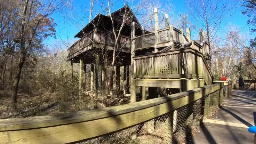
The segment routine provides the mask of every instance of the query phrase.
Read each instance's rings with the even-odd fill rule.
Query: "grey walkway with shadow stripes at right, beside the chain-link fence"
[[[232,90],[217,115],[204,120],[189,144],[253,144],[248,127],[256,123],[256,91]]]

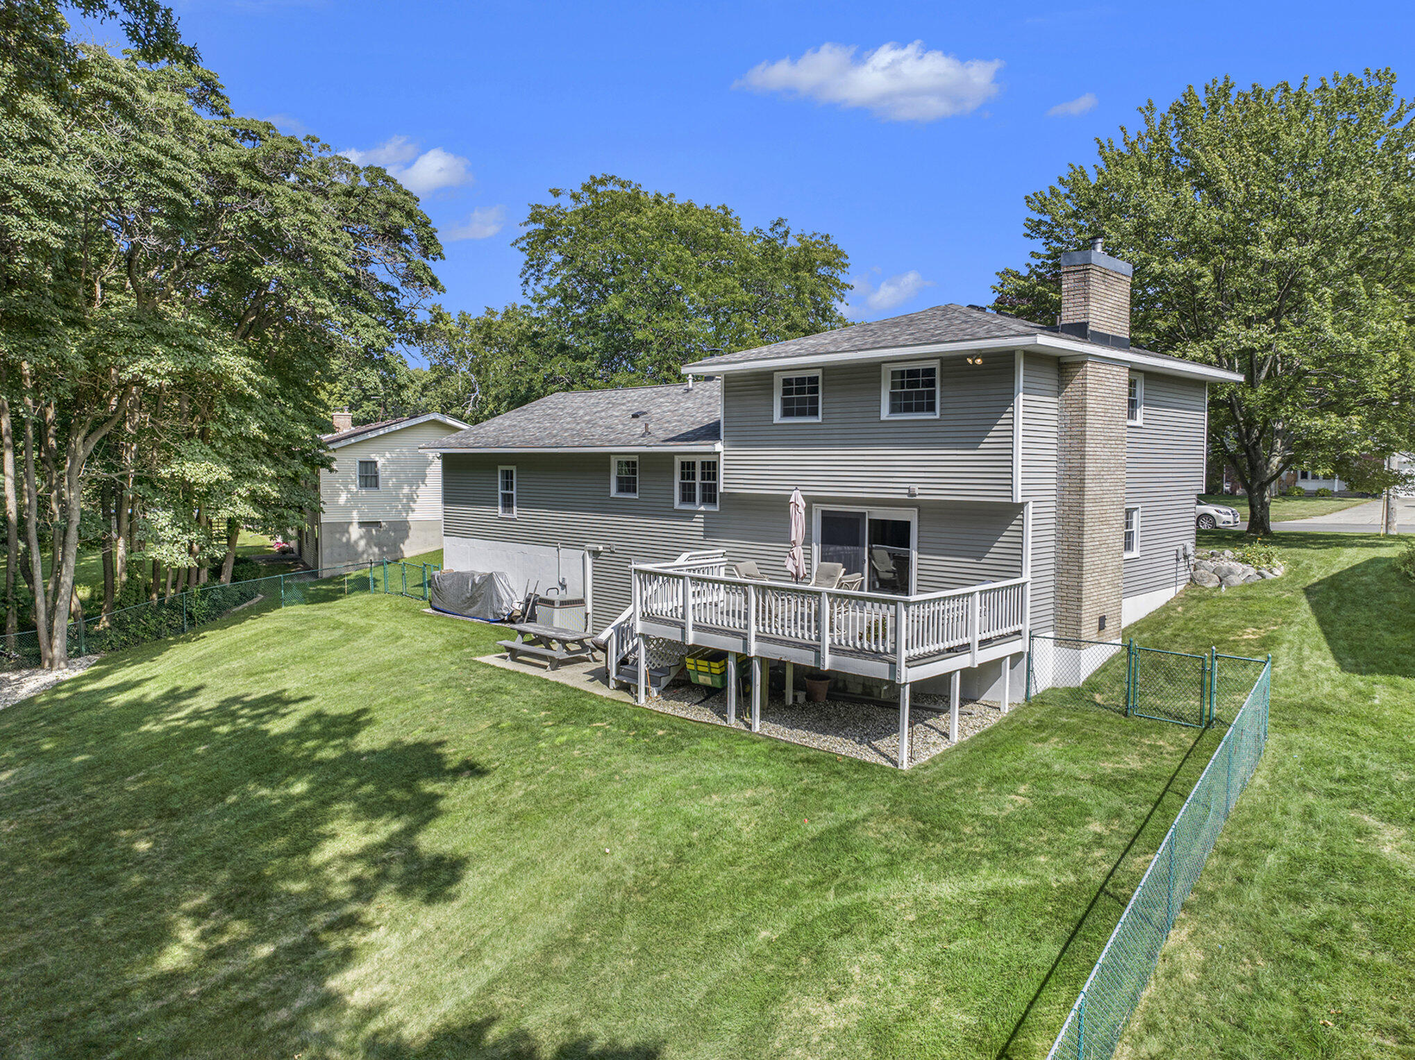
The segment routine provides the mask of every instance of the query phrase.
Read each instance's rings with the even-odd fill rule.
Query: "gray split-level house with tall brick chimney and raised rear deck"
[[[450,434],[446,563],[584,596],[654,651],[1016,698],[1029,631],[1114,641],[1186,583],[1207,385],[1242,378],[1131,348],[1131,272],[1065,255],[1057,328],[937,306]],[[860,593],[781,584],[794,488],[808,566]]]

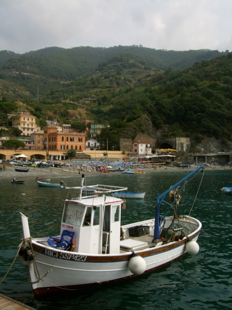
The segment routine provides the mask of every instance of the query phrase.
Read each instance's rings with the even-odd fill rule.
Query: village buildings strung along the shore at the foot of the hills
[[[58,124],[56,120],[47,121],[47,125],[43,127],[43,130],[36,124],[36,117],[29,113],[18,113],[11,116],[12,127],[18,128],[21,131],[20,137],[14,138],[25,143],[25,147],[15,150],[15,155],[20,153],[21,150],[30,151],[44,151],[44,159],[53,160],[65,160],[70,158],[69,150],[74,150],[74,159],[91,159],[91,155],[88,155],[88,151],[102,152],[102,157],[108,157],[108,139],[104,150],[101,148],[100,142],[97,140],[97,134],[101,133],[105,124],[92,124],[91,121],[84,120],[83,123],[86,126],[86,131],[75,130],[71,124]],[[88,124],[90,124],[90,130],[88,132]],[[4,153],[4,141],[12,139],[7,134],[7,128],[0,127],[2,136],[0,138],[0,148]],[[90,137],[87,137],[90,136]],[[2,145],[3,143],[3,145]],[[172,148],[172,146],[175,147]],[[114,146],[112,146],[114,152]],[[111,151],[112,151],[111,150]],[[56,152],[56,155],[54,155]],[[125,161],[139,161],[139,162],[151,162],[154,164],[170,164],[174,163],[176,157],[180,154],[185,154],[188,162],[197,163],[198,159],[202,160],[201,154],[192,156],[190,152],[190,139],[189,138],[162,138],[162,139],[150,139],[144,135],[137,135],[136,139],[120,139],[120,153]],[[178,154],[178,156],[176,156]],[[220,154],[220,155],[219,155]],[[116,155],[116,153],[115,153]],[[200,157],[199,157],[200,155]],[[211,154],[212,155],[212,154]],[[221,156],[222,155],[222,156]],[[219,162],[225,164],[231,161],[231,156],[225,155],[224,152],[217,152],[214,157],[220,156]],[[14,156],[13,156],[14,157]],[[211,156],[212,157],[212,156]],[[4,154],[0,154],[0,160],[6,159]],[[183,163],[183,158],[179,164]],[[203,161],[207,162],[207,156],[203,155]],[[212,158],[211,158],[212,161]],[[214,162],[218,162],[218,158]]]

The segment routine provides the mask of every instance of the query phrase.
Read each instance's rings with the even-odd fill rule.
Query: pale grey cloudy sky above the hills
[[[0,50],[232,50],[232,0],[0,0]]]

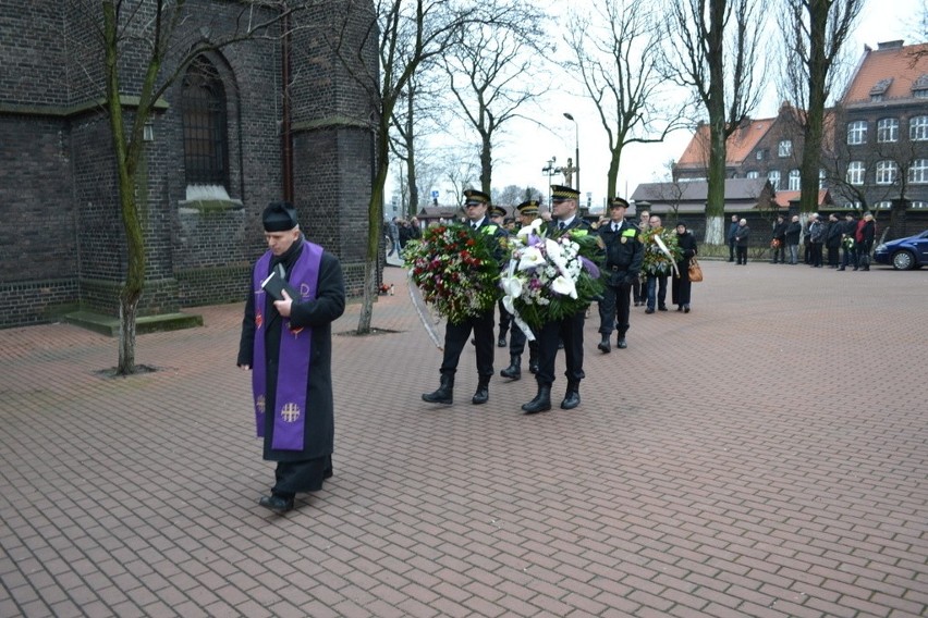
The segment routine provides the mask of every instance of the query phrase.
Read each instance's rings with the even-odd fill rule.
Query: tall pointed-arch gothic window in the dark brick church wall
[[[216,67],[197,57],[183,81],[184,170],[188,185],[228,183],[225,88]]]

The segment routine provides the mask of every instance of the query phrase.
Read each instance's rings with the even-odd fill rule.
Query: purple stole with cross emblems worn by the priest
[[[261,281],[267,276],[271,252],[267,251],[255,264],[252,275],[255,291],[255,357],[252,359],[252,390],[255,395],[255,422],[258,437],[265,435],[265,401],[267,400],[267,367],[265,360],[265,304],[266,295]],[[322,247],[303,240],[303,251],[293,264],[290,284],[300,289],[305,301],[316,298],[319,284],[319,264]],[[313,329],[291,329],[290,320],[283,318],[280,329],[280,358],[274,385],[273,438],[271,448],[279,450],[303,450],[306,429],[306,391],[309,382],[309,356]]]

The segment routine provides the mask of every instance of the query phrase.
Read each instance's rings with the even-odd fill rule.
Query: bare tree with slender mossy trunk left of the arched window
[[[106,101],[115,156],[120,214],[125,232],[127,269],[120,291],[120,336],[117,373],[135,373],[135,329],[145,287],[145,234],[141,213],[139,176],[144,170],[145,125],[156,106],[193,60],[202,53],[260,36],[280,36],[280,22],[302,9],[243,1],[229,29],[195,15],[184,0],[73,0],[90,33],[84,72]],[[192,28],[191,22],[200,25]],[[215,27],[212,27],[215,26]],[[271,32],[274,30],[274,32]],[[207,34],[205,35],[204,32]],[[83,41],[81,41],[83,44]],[[125,79],[122,72],[141,58],[142,76]],[[94,63],[99,62],[102,71]],[[129,86],[126,85],[129,84]],[[127,101],[132,104],[127,104]]]

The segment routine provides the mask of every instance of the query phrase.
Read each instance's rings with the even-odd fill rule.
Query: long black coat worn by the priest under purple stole
[[[301,240],[302,245],[302,240]],[[302,250],[302,247],[301,249]],[[295,251],[284,261],[288,277],[300,251]],[[273,263],[271,261],[271,263]],[[264,273],[262,273],[264,274]],[[245,302],[245,317],[242,321],[242,339],[239,344],[239,364],[252,367],[255,349],[255,295],[251,293]],[[303,450],[279,450],[271,448],[273,438],[277,368],[280,357],[280,336],[283,320],[269,299],[265,308],[268,321],[265,336],[265,362],[268,392],[265,415],[264,458],[271,461],[303,461],[331,455],[334,447],[334,401],[332,397],[332,322],[345,309],[345,287],[342,268],[338,258],[323,252],[319,264],[319,282],[316,298],[305,302],[294,301],[291,307],[290,323],[295,327],[312,327],[309,380],[306,392],[306,430]],[[254,359],[254,362],[261,359]]]

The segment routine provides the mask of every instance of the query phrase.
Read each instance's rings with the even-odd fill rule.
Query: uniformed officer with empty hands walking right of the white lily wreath
[[[606,246],[606,289],[599,301],[599,333],[602,341],[596,347],[605,354],[612,350],[609,338],[613,330],[619,331],[615,347],[627,347],[625,333],[628,332],[632,284],[638,279],[645,259],[645,246],[638,240],[638,227],[625,221],[627,208],[628,202],[623,198],[613,198],[609,207],[610,221],[599,227],[599,237]]]

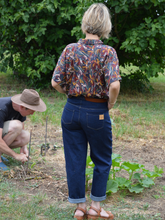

• EXERCISE GOAL:
Could you copy every record exactly, without the pictures?

• OUTPUT FOR THIS TASK:
The segment routine provides the mask of every instance of the query phrase.
Read each instance's rings with the even-odd fill rule.
Query: "grey walkway with shadow stripes at right, beside the chain-link fence"
[[[232,90],[217,115],[204,120],[189,144],[253,144],[248,127],[256,123],[256,91]]]

The segment routine provides the mask of every instance of the query phrase.
Read each instance's rings with the even-odd fill rule.
Query: "gray split-level house with tall brick chimney and raised rear deck"
[[[450,434],[446,563],[584,596],[654,651],[1016,698],[1029,631],[1114,641],[1186,583],[1207,385],[1242,378],[1131,348],[1131,272],[1065,255],[1057,328],[937,306]],[[860,593],[781,584],[794,488],[808,566]]]

The segment routine provides the mask of every instance of the query phrase.
Read each instance's rings with the even-odd fill rule.
Query: village buildings strung along the shore at the foot of the hills
[[[58,124],[56,120],[47,121],[47,125],[43,127],[43,130],[36,124],[36,117],[29,113],[18,113],[11,116],[12,127],[18,128],[21,131],[20,137],[14,138],[25,143],[25,147],[15,150],[15,155],[20,153],[21,150],[30,151],[44,151],[44,159],[53,160],[65,160],[70,158],[69,150],[74,150],[74,159],[91,159],[91,155],[88,155],[88,151],[102,152],[102,157],[108,157],[108,139],[104,150],[101,148],[100,142],[97,140],[97,134],[101,133],[105,124],[92,124],[91,121],[84,120],[83,123],[86,126],[86,131],[75,130],[71,124]],[[88,124],[90,124],[90,130],[88,132]],[[4,153],[4,141],[12,139],[7,134],[7,128],[0,127],[2,136],[0,138],[0,148]],[[90,137],[87,137],[90,136]],[[2,145],[3,143],[3,145]],[[172,148],[172,146],[175,147]],[[114,146],[112,146],[114,152]],[[111,151],[112,151],[111,150]],[[56,152],[56,155],[54,155]],[[125,161],[139,161],[139,162],[151,162],[154,164],[170,164],[174,163],[176,157],[180,154],[185,154],[188,162],[197,163],[198,159],[202,160],[201,154],[192,156],[190,152],[190,139],[189,138],[162,138],[162,139],[150,139],[144,135],[137,135],[136,139],[120,139],[120,153]],[[178,154],[178,156],[176,156]],[[220,154],[220,155],[219,155]],[[116,155],[116,153],[115,153]],[[200,157],[199,157],[200,155]],[[211,154],[212,155],[212,154]],[[221,156],[222,155],[222,156]],[[219,162],[225,164],[231,161],[231,156],[225,155],[224,152],[217,152],[214,157],[220,156]],[[14,156],[13,156],[14,157]],[[211,156],[212,157],[212,156]],[[4,154],[0,154],[0,160],[6,159]],[[183,163],[183,158],[179,164]],[[203,161],[207,162],[207,156],[203,155]],[[212,158],[211,158],[212,161]],[[214,162],[218,162],[218,158]]]

The segment routine provides the mask of every instance of the query phrase.
Read each instance's rings with the even-odd fill rule.
Query: pale grey cloudy sky above the hills
[[[0,50],[232,50],[232,0],[0,0]]]

The segment routine provides the mask of every instance of the query phrase.
Read each instance's rings with the even-odd fill rule.
Query: tall pointed-arch gothic window in the dark brick church wall
[[[216,67],[197,57],[183,81],[184,170],[188,185],[228,183],[225,88]]]

The segment routine provides the mask of every instance of the query phrase.
Read each instance's rings with the even-odd fill rule.
Query: purple stole with cross emblems worn by the priest
[[[261,281],[267,276],[271,252],[267,251],[255,264],[252,275],[255,291],[255,357],[252,359],[252,390],[255,395],[255,422],[258,437],[265,435],[265,401],[267,400],[267,367],[265,360],[265,304],[266,295]],[[322,247],[303,240],[303,251],[293,264],[290,284],[300,289],[305,301],[316,298],[319,284],[319,264]],[[313,329],[291,329],[290,320],[283,318],[280,329],[280,358],[274,385],[273,438],[271,448],[279,450],[303,450],[306,429],[306,391],[309,382],[309,356]]]

The segment routine provides the mask of every instance of the query phrase.
Read each instance's rings with the even-odd fill rule.
Query: bare tree with slender mossy trunk left of the arched window
[[[106,101],[115,156],[120,214],[125,232],[127,269],[120,291],[120,336],[117,373],[135,373],[135,329],[145,287],[145,234],[141,213],[139,176],[144,170],[145,125],[156,106],[193,60],[202,53],[260,36],[280,36],[280,22],[302,9],[243,1],[229,29],[195,15],[184,0],[73,0],[90,33],[84,72]],[[192,28],[191,22],[200,25]],[[215,27],[212,27],[215,26]],[[271,32],[274,30],[274,32]],[[207,34],[205,35],[204,32]],[[83,41],[81,41],[83,44]],[[125,79],[122,72],[141,58],[142,76]],[[94,63],[99,62],[102,71]],[[129,86],[126,85],[129,84]],[[127,101],[132,104],[127,104]]]

The segment routine provides the mask of every instance of the query phrase.
Read each instance's rings with the even-odd fill rule.
Query: long black coat worn by the priest under purple stole
[[[301,240],[302,245],[302,240]],[[302,250],[302,247],[301,249]],[[295,251],[284,261],[288,277],[300,251]],[[273,263],[271,261],[271,263]],[[264,273],[262,273],[264,274]],[[245,302],[245,317],[242,321],[242,339],[239,344],[239,364],[252,367],[255,349],[255,295],[251,293]],[[303,450],[279,450],[271,448],[273,438],[277,368],[280,357],[280,336],[283,320],[269,299],[265,308],[268,321],[265,336],[265,362],[268,392],[265,415],[264,458],[271,461],[303,461],[331,455],[334,447],[334,401],[332,397],[332,322],[345,309],[345,287],[342,268],[338,258],[323,252],[319,264],[319,282],[316,298],[305,302],[294,301],[291,307],[290,323],[295,327],[312,327],[309,380],[306,392],[306,430]],[[254,359],[254,362],[261,359]]]

The segment routine provides the mask of every instance of the query phrase.
Read each instance's rings with the even-odd fill rule.
Query: uniformed officer with empty hands walking right of the white lily wreath
[[[606,246],[606,289],[599,301],[599,333],[602,341],[596,347],[605,354],[612,350],[609,338],[613,330],[619,331],[615,347],[627,347],[625,333],[628,332],[632,284],[638,279],[645,259],[645,246],[638,240],[638,227],[625,221],[627,208],[628,202],[623,198],[613,198],[609,207],[610,221],[599,227],[599,237]]]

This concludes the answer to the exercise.